» **PROBLEM DETAILS**
Copy out everything in the material below, from the line containing "Point to the dry" down to the last line.

Coordinate annotation records
-*-*-

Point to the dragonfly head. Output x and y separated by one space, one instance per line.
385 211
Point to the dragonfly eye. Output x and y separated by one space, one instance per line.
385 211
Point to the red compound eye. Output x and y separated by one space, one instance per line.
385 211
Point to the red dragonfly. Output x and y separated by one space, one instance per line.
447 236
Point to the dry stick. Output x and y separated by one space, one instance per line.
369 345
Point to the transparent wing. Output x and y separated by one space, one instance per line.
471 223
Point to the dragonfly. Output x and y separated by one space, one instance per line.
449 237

-*-*-

» **EXERCISE SOLUTION**
Point to the dry stick. Output x and y separated by one space, one instance per line.
369 345
Point to the transparent wing. Output x and y separated by one space, one instance per line.
471 223
Point to the dragonfly. Output x and y separated by one space, one instance per line.
449 237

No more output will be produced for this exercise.